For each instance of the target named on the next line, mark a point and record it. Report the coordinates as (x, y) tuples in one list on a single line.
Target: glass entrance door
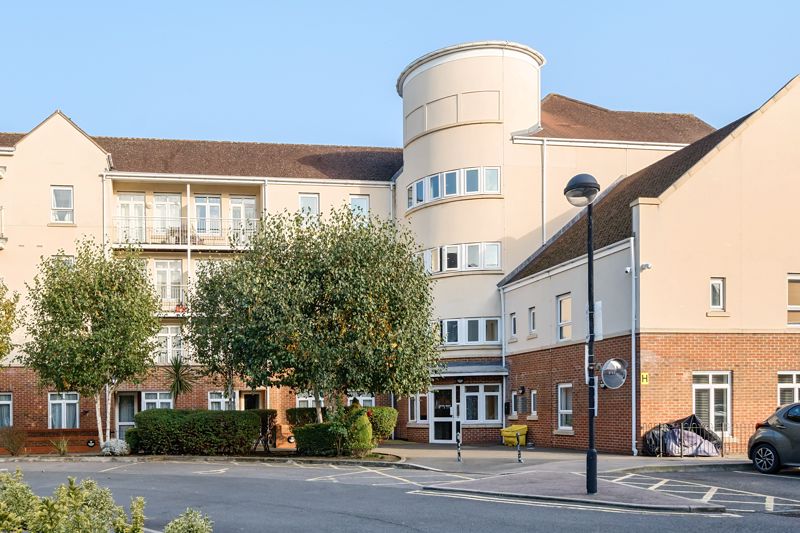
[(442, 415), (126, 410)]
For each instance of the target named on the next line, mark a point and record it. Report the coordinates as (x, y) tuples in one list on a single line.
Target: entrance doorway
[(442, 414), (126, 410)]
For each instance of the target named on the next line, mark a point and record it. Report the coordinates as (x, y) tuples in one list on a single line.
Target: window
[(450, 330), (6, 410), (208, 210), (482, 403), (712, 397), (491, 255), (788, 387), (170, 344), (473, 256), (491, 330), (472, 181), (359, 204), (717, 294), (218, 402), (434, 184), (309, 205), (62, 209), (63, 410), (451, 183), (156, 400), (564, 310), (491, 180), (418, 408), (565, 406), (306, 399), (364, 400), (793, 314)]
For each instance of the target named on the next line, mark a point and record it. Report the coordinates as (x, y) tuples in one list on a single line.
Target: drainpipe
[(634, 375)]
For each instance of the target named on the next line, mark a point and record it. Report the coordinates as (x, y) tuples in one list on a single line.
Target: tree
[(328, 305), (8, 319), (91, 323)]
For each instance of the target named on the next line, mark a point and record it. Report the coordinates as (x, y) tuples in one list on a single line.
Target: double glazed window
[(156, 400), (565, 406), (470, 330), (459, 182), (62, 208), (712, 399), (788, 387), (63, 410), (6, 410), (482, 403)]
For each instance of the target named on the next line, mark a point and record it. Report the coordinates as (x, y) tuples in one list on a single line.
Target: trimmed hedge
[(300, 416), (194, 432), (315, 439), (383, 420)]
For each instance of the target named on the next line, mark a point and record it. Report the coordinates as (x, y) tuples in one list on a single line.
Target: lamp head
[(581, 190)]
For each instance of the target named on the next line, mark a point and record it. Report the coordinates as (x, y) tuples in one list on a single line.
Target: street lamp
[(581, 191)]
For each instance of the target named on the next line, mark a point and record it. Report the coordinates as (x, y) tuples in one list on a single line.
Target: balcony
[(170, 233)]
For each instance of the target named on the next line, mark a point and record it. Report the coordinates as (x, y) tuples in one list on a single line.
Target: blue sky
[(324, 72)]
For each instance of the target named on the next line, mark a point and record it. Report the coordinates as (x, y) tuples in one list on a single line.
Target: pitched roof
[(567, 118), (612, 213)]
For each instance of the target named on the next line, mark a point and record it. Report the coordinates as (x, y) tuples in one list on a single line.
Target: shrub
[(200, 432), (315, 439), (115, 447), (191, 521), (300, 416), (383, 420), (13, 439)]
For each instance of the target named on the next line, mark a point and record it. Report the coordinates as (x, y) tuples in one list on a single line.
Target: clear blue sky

What is being asked:
Reproduce all of the lines above word for word, but leave the picture out of your answer.

Full answer:
For each instance of the target named on the next line, mark a point and record it. Report the coordinates as (x, y) tuples in one list on a single line.
Target: glass entrance door
[(442, 415), (126, 410)]
For each instance of the target named on the next line, mark a point and record it. Report the coordinates as (x, y) tuples in one list on a single line.
Target: entrance doorway
[(442, 414), (126, 410)]
For each instance of the target named on the next line, mark a point and record it. Report the coordinates as (x, y) tuples in one list on a single line.
Target: window
[(450, 330), (6, 410), (208, 210), (482, 403), (712, 397), (491, 255), (788, 387), (170, 344), (473, 256), (491, 330), (472, 181), (359, 204), (717, 294), (218, 402), (434, 184), (309, 205), (62, 209), (63, 410), (451, 183), (156, 400), (564, 310), (491, 180), (418, 408), (565, 406), (306, 399), (364, 400), (793, 314)]
For each instance of the target named on the next line, mark a point and record it. Report the coordinates as (x, y) tuples in one list on a single line.
Target: drainpipe
[(634, 375)]
For each instance of the target named on the next line, mark a point and record it. Report the coordinates as (x, y) tuples in one list on a single line.
Target: tree
[(328, 305), (8, 319), (91, 323)]
For each instance of the target named on the next line, mark a point and record it. Report the coordinates as (x, y) tuples in one list on a single line.
Target: double glazed window
[(156, 400), (565, 406), (470, 330), (459, 182), (62, 208), (712, 399), (788, 387), (63, 410), (6, 410), (482, 403)]
For each instance of the target named on the next line, mark a point and record it. Report the coordinates as (x, y) tuples in one list on a single line.
Target: trimmed hedge
[(300, 416), (194, 432), (315, 439), (383, 420)]
For each instance of the target named on the next line, mark a point and record it. Report the coordinates as (x, y) tuples in one list on a single line.
Target: lamp head
[(581, 190)]
For each instance of the target named on the next line, mark a point and record it. Report the coordinates as (x, y) tuples in one list on a single line.
Target: street lamp
[(581, 191)]
For each instance of the target named on the next line, mark a point and record it. Report the coordinates as (x, y) tuples in one list on a single line.
Target: balcony
[(170, 233)]
For each instance of the target named on the next line, mark a point and record it. Report the coordinates as (x, y) tuples in one list on a single line.
Target: blue sky
[(324, 72)]
For each instance of the target named on the next line, mark a point and record it. Report the coordinates as (x, y) tuples in one list on a single line.
Target: pitched roof
[(567, 118), (612, 213)]
For each instance of the target named on the next line, mark a point and record it. Report the coordinates as (x, y) tuples in one list on a single line.
Target: shrub
[(200, 432), (315, 439), (115, 447), (191, 521), (300, 416), (383, 420), (13, 439)]
For each instance of the target named on the next line, mark a point and record it. Report the coordinates as (x, y) tuples in one list on a single line.
Target: clear blue sky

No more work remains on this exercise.